Write out every entry exactly as it stands.

-- START Exercise inputs --

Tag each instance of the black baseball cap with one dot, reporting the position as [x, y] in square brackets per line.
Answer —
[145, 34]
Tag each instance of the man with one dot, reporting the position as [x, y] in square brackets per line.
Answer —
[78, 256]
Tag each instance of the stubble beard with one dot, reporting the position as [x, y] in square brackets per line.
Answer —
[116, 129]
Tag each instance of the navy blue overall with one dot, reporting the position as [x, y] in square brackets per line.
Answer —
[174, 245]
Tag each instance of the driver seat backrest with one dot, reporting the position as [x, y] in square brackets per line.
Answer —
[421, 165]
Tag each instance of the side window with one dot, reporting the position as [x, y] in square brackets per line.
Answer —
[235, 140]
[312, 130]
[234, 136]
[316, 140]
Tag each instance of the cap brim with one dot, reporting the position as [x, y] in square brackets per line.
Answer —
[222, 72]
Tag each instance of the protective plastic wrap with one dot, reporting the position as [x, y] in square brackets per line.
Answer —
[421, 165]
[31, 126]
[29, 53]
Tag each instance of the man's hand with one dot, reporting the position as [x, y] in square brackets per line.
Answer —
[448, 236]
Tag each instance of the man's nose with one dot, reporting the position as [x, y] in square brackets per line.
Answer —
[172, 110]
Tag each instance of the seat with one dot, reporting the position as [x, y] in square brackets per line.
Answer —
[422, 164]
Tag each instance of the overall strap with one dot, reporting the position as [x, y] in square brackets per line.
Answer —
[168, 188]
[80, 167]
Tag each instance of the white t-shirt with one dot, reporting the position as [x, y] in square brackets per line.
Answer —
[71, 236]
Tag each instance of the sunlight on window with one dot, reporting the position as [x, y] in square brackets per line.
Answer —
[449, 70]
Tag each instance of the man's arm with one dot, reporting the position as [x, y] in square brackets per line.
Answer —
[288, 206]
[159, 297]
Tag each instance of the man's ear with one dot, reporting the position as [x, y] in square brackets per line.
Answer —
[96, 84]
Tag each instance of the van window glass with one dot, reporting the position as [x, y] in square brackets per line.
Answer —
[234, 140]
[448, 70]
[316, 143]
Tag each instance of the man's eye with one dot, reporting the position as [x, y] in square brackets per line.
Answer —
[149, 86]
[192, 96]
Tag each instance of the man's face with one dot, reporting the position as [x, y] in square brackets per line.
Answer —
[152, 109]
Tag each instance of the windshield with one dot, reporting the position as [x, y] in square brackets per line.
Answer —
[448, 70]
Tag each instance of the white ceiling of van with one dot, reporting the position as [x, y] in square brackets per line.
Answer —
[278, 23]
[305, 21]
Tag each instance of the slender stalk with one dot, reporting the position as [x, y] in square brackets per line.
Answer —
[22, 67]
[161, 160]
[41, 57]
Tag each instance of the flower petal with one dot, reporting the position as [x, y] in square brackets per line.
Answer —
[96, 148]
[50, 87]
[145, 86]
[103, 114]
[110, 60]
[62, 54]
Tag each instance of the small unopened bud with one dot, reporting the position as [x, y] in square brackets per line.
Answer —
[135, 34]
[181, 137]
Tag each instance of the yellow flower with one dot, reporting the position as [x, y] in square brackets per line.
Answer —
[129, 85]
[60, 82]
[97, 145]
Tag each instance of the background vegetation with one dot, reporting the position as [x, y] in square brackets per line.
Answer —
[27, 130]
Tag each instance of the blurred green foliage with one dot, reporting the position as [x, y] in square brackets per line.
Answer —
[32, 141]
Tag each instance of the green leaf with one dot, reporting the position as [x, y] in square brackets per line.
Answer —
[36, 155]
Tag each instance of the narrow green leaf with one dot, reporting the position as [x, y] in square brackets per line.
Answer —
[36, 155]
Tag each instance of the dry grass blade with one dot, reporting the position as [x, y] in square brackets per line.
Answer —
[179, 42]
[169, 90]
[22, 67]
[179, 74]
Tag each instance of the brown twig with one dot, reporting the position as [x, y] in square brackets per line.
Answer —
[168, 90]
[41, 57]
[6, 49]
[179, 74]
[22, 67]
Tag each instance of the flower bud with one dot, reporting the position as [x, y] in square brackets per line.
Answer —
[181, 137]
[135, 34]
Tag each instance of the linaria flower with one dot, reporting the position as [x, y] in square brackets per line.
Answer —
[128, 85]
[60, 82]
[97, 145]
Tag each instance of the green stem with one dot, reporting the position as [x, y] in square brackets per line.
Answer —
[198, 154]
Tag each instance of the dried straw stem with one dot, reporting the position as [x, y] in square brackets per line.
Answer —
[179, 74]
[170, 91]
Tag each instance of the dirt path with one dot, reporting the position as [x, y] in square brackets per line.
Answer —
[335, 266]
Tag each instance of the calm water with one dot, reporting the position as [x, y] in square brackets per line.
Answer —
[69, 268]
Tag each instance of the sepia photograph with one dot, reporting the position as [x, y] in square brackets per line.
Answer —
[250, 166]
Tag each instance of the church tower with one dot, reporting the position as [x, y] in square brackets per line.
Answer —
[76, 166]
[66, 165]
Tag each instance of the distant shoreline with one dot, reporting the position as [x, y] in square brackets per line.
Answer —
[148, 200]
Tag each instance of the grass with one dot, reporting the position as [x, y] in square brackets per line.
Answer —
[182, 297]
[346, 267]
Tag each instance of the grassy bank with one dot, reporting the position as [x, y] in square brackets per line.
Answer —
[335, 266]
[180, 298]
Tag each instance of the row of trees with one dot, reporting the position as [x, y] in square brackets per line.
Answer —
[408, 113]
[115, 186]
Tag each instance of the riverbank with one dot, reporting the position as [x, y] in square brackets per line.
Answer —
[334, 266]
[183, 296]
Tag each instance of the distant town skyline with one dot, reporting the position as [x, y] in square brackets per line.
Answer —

-- END Exercise inputs --

> Written solution:
Tag each instance of the black baseball cap with one dot, reporting the position as [x, y] in square brackets per line.
Answer —
[145, 34]
Tag each instance of the man with one dot, reporting the position as [x, y] in square brackets per line.
Answer —
[78, 256]
Tag each instance of the stubble beard with one dot, reporting the position as [x, y] in square brackets per line.
Answer —
[116, 129]
Tag each instance of the navy blue overall with one dot, reporting the position as [x, y] in square brackets per line.
Answer —
[174, 245]
Tag each instance of the driver seat backrest with one dot, reporting the position as [x, y] in square brackets per line.
Answer —
[421, 165]
Tag each instance of the side window with one dot, reporting the position as [x, y] in square brackets per line.
Answer —
[235, 140]
[312, 130]
[234, 136]
[316, 140]
Tag each instance of the cap brim with one dot, reporting the position as [x, y] in square brackets per line.
Answer —
[222, 72]
Tag each instance of the protective plastic wrap with one dot, reporting the position as [x, y] in square brackets per line.
Answer —
[421, 165]
[31, 126]
[29, 53]
Tag each instance of the man's hand with one dot, reporting the position as [x, y] in square brackets per line.
Answer —
[448, 236]
Tag each instance of the man's nose with one dot, reporting the position as [x, y] in square brackets per line.
Answer —
[172, 110]
Tag each instance of the seat with one dot, reporting the position as [x, y] in square brackets per line.
Answer —
[422, 164]
Tag each instance of the overall strap with one dot, reporting the position as [x, y] in square brackets per line.
Answer —
[168, 188]
[80, 167]
Tag each instance of the white t-shirt with one dot, reporting the position as [x, y] in square brackets per line.
Answer —
[71, 236]
Tag each instance of the sunlight on window with one dot, reporting the position as [x, y] in square brackets per line.
Answer —
[449, 70]
Tag each instance of the man's arm with one dot, reporting the position as [x, y] in square brackets per line.
Answer —
[288, 206]
[159, 297]
Tag each instance of the man's ear with one dot, reporting the position as [x, y] in square brackets per line.
Answer —
[96, 84]
Tag each instance of the van window glass with one dot, reporting the position as [x, y] in square brackets per line.
Answer —
[234, 140]
[448, 70]
[316, 143]
Tag each instance of the man's eye with one dot, reporting the position as [x, y] in square brackets per line.
Answer —
[149, 86]
[192, 96]
Tag each instance of the man's face with one dot, reporting the position as [x, y] in square brackets per line.
Answer —
[152, 109]
Tag each instance of the windshield with one dot, reporting the position as [x, y] in square brackets per line.
Answer —
[448, 70]
Tag each instance of the white ceiling of van with one dot, reporting the position as [x, y] in square brackets per line.
Answer —
[278, 23]
[305, 21]
Tag each instance of the slender stalk with one dot, reporting the position as [x, y] in square brackets per line.
Answer —
[22, 67]
[161, 160]
[41, 57]
Tag each instance of the flower petal with one dot, reporting the position as [x, y] in square brackets per line.
Answer —
[96, 148]
[50, 87]
[145, 86]
[103, 114]
[110, 60]
[62, 54]
Tag each instance of the small unopened bud with one dot, reporting the position as [x, y] in square brackets per line.
Answer —
[135, 34]
[181, 137]
Tag each instance of the yellow flower with one dot, reporting the position as [x, y] in square brackets per line.
Answer —
[129, 85]
[60, 82]
[97, 145]
Tag each instance of the background vegetation with one dot, reporting the position as [x, y] in square brackets per line.
Answer —
[27, 130]
Tag each instance of the blurred green foliage with one dot, reporting the position as [x, y] in square brackets per line.
Answer —
[32, 141]
Tag each instance of the green leaf with one dot, reporting the position as [x, y] in square brackets per line.
Answer —
[36, 155]
Tag each instance of the narrow green leaf with one dot, reporting the position as [x, y] in square brackets per line.
Answer —
[36, 155]
Tag each instance of the dry grass blade with one dot, reporting the position as [x, y] in square brackets per line.
Answer —
[179, 42]
[169, 90]
[22, 67]
[179, 74]
Tag each instance of the brown twig with one dot, reporting the position as [x, y] in square brackets per line.
Answer —
[168, 90]
[41, 57]
[6, 49]
[179, 74]
[22, 67]
Tag each instance of the flower bud with one dot, reporting the position as [x, y] in square brackets per line.
Answer —
[181, 137]
[135, 34]
Tag each instance of the linaria flower with one dot, reporting the position as [x, y] in square brackets per line.
Answer —
[128, 85]
[60, 82]
[97, 145]
Tag each instance of the green stem with one dot, reporting the position as [x, y] in square brackets per line.
Answer —
[198, 154]
Tag each instance of the dried straw stem with one dot, reporting the position as [x, y] in square brackets per line.
Answer —
[179, 74]
[170, 91]
Tag each instance of the dirt path with one dot, reporting the position as [x, y] in square brackets per line.
Answer —
[335, 266]
Tag each instance of the calm water with one dot, reporting the position as [x, y] in square brackets per line.
Answer —
[69, 268]
Tag each instance of the sepia photograph with one dot, reporting the position as [x, y] in square brackets per line.
Answer —
[250, 166]
Tag each instance of the church tower with one dot, reporting the position as [x, y] in square brackets per line.
Answer —
[76, 166]
[66, 165]
Tag each instance of the distant shoreline with one dot, reporting the position as [x, y] in square brackets per line.
Answer —
[148, 200]
Tag each instance of the grass with one dot, reporting the position as [x, y] in square brackets per line.
Answer —
[182, 297]
[346, 267]
Tag each instance of the grassy bank with one dot, reporting the position as [x, y] in square brackets per line.
Answer —
[335, 266]
[180, 298]
Tag each instance of the row of trees with one dot, reporting the position as [x, y] in square brackets per line.
Answer —
[408, 113]
[115, 186]
Tag each instance of the riverbank with one dot, reporting the position as [x, y] in square brackets per line.
Answer —
[334, 266]
[183, 296]
Tag each instance of the distant town skyline with one dot, reporting the position as [x, y] in square brackets per line.
Answer —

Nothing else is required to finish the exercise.